[Records shown]

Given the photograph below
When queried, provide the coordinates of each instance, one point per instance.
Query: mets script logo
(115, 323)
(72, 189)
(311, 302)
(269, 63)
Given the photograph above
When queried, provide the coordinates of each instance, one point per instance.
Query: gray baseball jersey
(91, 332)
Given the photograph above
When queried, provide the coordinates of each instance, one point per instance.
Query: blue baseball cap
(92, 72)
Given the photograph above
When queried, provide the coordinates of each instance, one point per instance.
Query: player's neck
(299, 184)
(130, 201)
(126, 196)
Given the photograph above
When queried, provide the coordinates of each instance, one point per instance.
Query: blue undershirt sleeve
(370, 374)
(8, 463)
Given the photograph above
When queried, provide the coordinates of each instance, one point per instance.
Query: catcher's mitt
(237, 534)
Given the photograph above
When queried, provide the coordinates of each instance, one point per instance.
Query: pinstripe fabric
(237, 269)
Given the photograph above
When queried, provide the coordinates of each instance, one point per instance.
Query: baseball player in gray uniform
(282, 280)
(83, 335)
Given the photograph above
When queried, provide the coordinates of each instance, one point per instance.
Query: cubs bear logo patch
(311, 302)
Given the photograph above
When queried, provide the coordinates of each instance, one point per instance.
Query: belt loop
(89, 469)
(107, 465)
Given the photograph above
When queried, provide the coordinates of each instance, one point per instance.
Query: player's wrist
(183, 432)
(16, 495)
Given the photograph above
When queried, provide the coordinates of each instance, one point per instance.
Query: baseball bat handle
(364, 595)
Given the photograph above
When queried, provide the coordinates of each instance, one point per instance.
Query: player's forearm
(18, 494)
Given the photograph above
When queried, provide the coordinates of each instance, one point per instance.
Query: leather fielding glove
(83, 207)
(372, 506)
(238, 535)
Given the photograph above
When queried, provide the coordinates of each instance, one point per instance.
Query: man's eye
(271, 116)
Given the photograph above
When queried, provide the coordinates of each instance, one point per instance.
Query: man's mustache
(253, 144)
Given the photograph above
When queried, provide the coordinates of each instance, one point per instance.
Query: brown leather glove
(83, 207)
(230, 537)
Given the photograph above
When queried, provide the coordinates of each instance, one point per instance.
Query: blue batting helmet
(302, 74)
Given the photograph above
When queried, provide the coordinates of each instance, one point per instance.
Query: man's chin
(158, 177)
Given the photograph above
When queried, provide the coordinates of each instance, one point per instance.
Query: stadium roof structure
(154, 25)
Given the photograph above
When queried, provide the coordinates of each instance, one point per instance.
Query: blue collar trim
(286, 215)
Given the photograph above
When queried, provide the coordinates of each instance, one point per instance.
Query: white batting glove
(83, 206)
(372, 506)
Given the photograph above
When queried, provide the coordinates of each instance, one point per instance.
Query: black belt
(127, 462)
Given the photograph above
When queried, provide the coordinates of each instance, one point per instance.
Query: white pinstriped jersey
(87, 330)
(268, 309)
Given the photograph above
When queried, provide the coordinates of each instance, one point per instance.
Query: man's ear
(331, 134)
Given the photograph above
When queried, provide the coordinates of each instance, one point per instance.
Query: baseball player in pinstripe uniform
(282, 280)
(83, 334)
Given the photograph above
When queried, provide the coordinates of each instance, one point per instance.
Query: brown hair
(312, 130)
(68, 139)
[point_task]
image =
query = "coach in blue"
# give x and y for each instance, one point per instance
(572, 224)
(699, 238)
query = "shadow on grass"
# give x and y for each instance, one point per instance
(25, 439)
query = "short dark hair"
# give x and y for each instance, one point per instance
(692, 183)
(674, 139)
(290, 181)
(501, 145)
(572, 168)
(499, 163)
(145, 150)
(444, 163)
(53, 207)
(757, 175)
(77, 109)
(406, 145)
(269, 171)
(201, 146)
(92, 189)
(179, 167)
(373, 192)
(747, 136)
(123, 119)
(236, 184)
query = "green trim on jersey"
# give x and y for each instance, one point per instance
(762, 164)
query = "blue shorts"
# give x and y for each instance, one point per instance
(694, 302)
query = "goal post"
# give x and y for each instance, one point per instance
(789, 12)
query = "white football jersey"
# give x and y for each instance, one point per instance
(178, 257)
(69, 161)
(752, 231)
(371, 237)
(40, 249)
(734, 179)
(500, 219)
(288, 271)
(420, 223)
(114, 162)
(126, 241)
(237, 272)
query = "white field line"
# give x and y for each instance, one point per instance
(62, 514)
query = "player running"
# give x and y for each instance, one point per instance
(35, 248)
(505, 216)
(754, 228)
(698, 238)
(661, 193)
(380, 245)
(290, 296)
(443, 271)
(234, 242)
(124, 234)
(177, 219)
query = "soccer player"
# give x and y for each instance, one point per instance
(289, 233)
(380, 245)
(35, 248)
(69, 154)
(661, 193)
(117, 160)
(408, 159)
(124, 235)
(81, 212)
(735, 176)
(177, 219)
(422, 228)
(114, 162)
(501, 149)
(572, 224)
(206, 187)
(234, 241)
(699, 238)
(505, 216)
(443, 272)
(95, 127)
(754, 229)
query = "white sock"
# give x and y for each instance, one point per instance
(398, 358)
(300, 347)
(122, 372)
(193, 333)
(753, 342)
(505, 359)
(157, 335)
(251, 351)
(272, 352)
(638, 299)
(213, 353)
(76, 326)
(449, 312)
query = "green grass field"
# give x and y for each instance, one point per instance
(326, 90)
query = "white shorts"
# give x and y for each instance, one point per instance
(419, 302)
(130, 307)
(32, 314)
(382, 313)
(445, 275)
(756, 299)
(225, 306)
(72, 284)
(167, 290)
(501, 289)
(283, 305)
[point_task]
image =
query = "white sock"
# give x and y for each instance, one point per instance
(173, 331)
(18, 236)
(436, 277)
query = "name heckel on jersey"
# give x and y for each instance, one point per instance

[/Records shown]

Action item => Output all of the data above without any alteration.

Task result =>
Given the photograph below
When queried, provide the coordinates of each instance, one point per instance.
Query: mets script logo
(115, 323)
(72, 189)
(311, 302)
(269, 63)
Given the photograph above
When queried, provide the coordinates of each instance, one point per instance.
Query: gray baseball jersey
(91, 332)
Given the photograph above
When queried, provide the coordinates of each instance, one point per instance.
Query: blue baseball cap
(92, 72)
Given the photograph above
When queried, provide the coordinates of each instance, one point per instance.
Query: player's neck
(299, 184)
(130, 201)
(126, 196)
Given the photograph above
When queried, provide the coordinates of each instance, one point per instance.
Query: blue undershirt sleeve
(370, 374)
(8, 463)
Given the photograph above
When queried, provide the coordinates of each instance, one point per instance.
Query: catcher's mitt
(237, 534)
Given the photograph above
When queried, provide the coordinates of each instance, one point per instance.
Query: pinstripe fabric
(237, 269)
Given the photograph above
When queried, provide the coordinates of each instance, one point per instance.
Query: baseball player in gray uniform
(282, 280)
(83, 335)
Given the photograph above
When queried, provide the coordinates of each instance, one point per instance.
Query: cubs bear logo patch
(311, 302)
Given the photograph above
When queried, provide the coordinates of each instance, one point per instance.
Query: belt loop
(89, 469)
(107, 465)
Given the photograph above
When queried, provide the coordinates of each instance, one point per instance.
Query: player's wrist
(183, 432)
(16, 495)
Given the photograph above
When queried, provide the coordinates of each instance, one point per instance.
Query: baseball bat handle
(364, 595)
Given the photograph above
When queried, provide the coordinates of each instance, one point per instance.
Query: player's forearm
(18, 494)
Given the photograph above
When queried, provide the coordinates of each instance, one point per instance.
Query: leather fielding glove
(83, 207)
(372, 506)
(238, 535)
Given the photograph above
When queried, provide the coordinates of each instance, one point per instance.
Query: man's eye
(271, 116)
Given the photograph above
When queried, provide the coordinates of each instance, one point per instance.
Query: man's mustache
(253, 144)
Given the photograph above
When queried, provide the coordinates of each instance, one point per instance.
Query: brown leather glove
(83, 207)
(230, 537)
Given the photograph above
When queried, provide the coordinates of each instance, one point per instance.
Query: blue batting helmet
(302, 74)
Given the photograph above
When queried, provide the coordinates of each instance, one point per instance.
Query: man's chin
(158, 177)
Given the photograph above
When queried, provide the coordinates of each instance, one point per instance.
Query: stadium roof structure
(154, 25)
Given the photograph above
When queried, provide the coordinates of each instance, one point per instance.
Query: blue collar trim
(286, 215)
Given the photograph above
When queried, provide the coordinates of each instance, one point per instance.
Query: white batting glove
(83, 206)
(372, 506)
Given the photograph above
When queried, provide the coordinates of each instance, one point per instance.
Query: black belt
(127, 462)
Given the photograph above
When queried, provide the coordinates of each instance, one point per instance.
Query: white pinstriped jersey
(87, 330)
(268, 309)
Given the photograph above
When queried, provide the coordinates of each instance, one point per instance.
Query: man's ear
(331, 134)
Given the photograph above
When queried, provide the coordinates of each instance, one point per instance.
Query: baseball player in pinstripe uniform
(282, 280)
(83, 334)
Given the photograph above
When queried, provide the coordinates of each instance, one point per instance.
Query: brown hair
(312, 130)
(68, 139)
[point_task]
image =
query = "coach in blue"
# give x and y for each instance, one point per instance
(572, 224)
(699, 238)
query = "shadow on grass"
# give x and y for each instance, one point per instance
(25, 439)
query = "short dark hair"
# give x and y for each instance, one point per instance
(692, 183)
(674, 139)
(290, 181)
(501, 145)
(572, 168)
(499, 163)
(145, 150)
(444, 163)
(53, 207)
(757, 175)
(77, 109)
(406, 145)
(269, 171)
(201, 146)
(92, 189)
(179, 167)
(373, 192)
(747, 136)
(123, 119)
(236, 184)
query = "green trim on jersey"
# give x and y for each instance, one point per instance
(762, 164)
query = "blue shorts"
# give x and y for each instance, one point per instance
(694, 302)
query = "goal post"
# give x and y for each instance, one point per instance
(789, 12)
query = "white football jersey"
# give x and y for each instance, one point per instance
(178, 257)
(69, 161)
(752, 231)
(371, 237)
(40, 249)
(734, 179)
(500, 219)
(288, 271)
(420, 223)
(114, 162)
(126, 241)
(237, 272)
query = "white field line"
# give x and y for each instance, one point per instance
(62, 514)
query = "player running"
# give x and y for each instance, one point per instance
(35, 248)
(505, 216)
(754, 228)
(698, 238)
(661, 193)
(380, 245)
(290, 296)
(443, 271)
(234, 242)
(124, 234)
(177, 219)
query = "soccer player"
# give x and y for each instance, one point per instance
(289, 233)
(380, 245)
(35, 248)
(69, 154)
(661, 193)
(117, 160)
(408, 159)
(124, 235)
(81, 212)
(735, 176)
(177, 219)
(422, 228)
(114, 162)
(501, 149)
(572, 224)
(206, 187)
(234, 241)
(699, 238)
(505, 216)
(443, 272)
(95, 127)
(754, 229)
query = "white sock"
# give x and y for each instance, one point per instance
(398, 358)
(300, 347)
(122, 372)
(193, 333)
(753, 342)
(505, 359)
(157, 335)
(251, 351)
(272, 352)
(638, 299)
(213, 353)
(76, 326)
(449, 312)
query = "green grass field"
# give x and y for each instance, one point per instance
(326, 90)
query = "white shorts"
# give x and y for each instance, one point per instance
(419, 302)
(130, 307)
(32, 314)
(382, 313)
(445, 275)
(756, 299)
(225, 306)
(72, 284)
(167, 290)
(501, 289)
(283, 305)
[point_task]
image =
query = "white sock"
# give x and y for each instance, one point per instance
(173, 331)
(18, 236)
(436, 277)
query = "name heckel on jersey"
# give x and y for each instance, one point per instance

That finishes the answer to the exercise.